_SELECTED PASSAGE_:
Category of the action

Reducing emissions from waste management


What actions do you propose?

We propose the use of Microalgae Integrated Management Systems (AIMsys) to maximize the utilization of microalgae for bioremediation, and to yield high quantity and quality of microalgal lipids for biofuel. The process is a versatile, low cost, and sustainable solution comprising of ponds and photo bioreactors linked in a sequence. This system does not require de-sludging or sludge handling, as it operates sludge free. The microalgae are grown in ponds and/or photo bioreactors, which in combination with sufficient retention times, suitable pH levels, dissolved gases, and sunlight, the microalgae are able to bioremediate the wastewater effluent. The microalgae will grow exponentially due to the presence of excessive organic nutrients in the wastewater, thus avoiding any consumption of fertilizers and fresh water unlike the other common biofuel producing plants such as palm oil, jatropha, and corn. Furthermore, the analyzed lipid content of the utilized microalgae is 32% of the weight, with 73% of the oil composed of C14 and C15 fatty acids. 

AIMsys can be affected in 2L, 25L, 60L and 100L capacities for trial and industrial uses. These are specialized transparent glassware that have been piped with inlets/outlets, aeration fittings, and technical control units. Technical control units will monitor and control essential parameters that are necessary for the microalgae growth, while the system can be adequately powered by solar energy. Upon further advancement, AIMsys can be expanded to include individual home system that has AIMsys tanks to collect wastewater, and utilize microalgae technology for on-the-spot wastewater treatment. In contrast to many conventional wastewater management methods, AIMsys will reduce carbon dioxide and increase oxygen content in the atmosphere, while producing high value biomass and discharging reusable water streams.

However, during the production of biomass, harvesting and drying any moisture rich microalgae require intensive energy. The essential processes include sonication of microalgal cell wall, centrifugation to collect the cell, and freeze-drying to dry the biomass at certain thermal condition without compromising its contents. Therefore, we would like to propose an innovative one step separation of product and biomass using low energy electro-treatment, namely Project Electro. Basically, Project Electro takes away the necessity of separated centrifugation and extraction processes; rather it combines these processes into a single, energy saving process. Furthermore, one interesting by-product from this solution could be the evolution of hydrogen, which can be captured and used as a power generation to off-set the demand on fossil fuel derived power.

Also, an effective education system is required to create an awareness of the fact that microalgae is not just a slimy substance we see in pools or ponds; rather, it has high value for bioremediation purposes and should be studied at many different levels. Hence, universities, research institutions, and government agencies should pay close attention to microalgal technology. In some regions of the world, the study and utilization of microalgae technology have been recognized under the agricultural sector. However, in many other regions, the idea of microalgal technology still remains a strange industry, and does not receive the needed attention. Consequently, the advancement of microalgal technology for bioremediation is crippled in such regions while solutions are still sought for. We strongly advise that microalgal technology be introduced in modules to be taught in universities. Therefore, the untapped advantages of microalgal technology can come to limelight.

_GIVEN DATA_:
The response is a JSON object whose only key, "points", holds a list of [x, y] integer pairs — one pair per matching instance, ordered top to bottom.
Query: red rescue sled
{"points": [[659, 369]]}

_REQUIREMENT_: Name every capacity in which the microalgae wastewater proposal says AIMsys can be made for trial and industrial uses.

_CORRECT OUTPUT_: 2L, 25L, 60L and 100L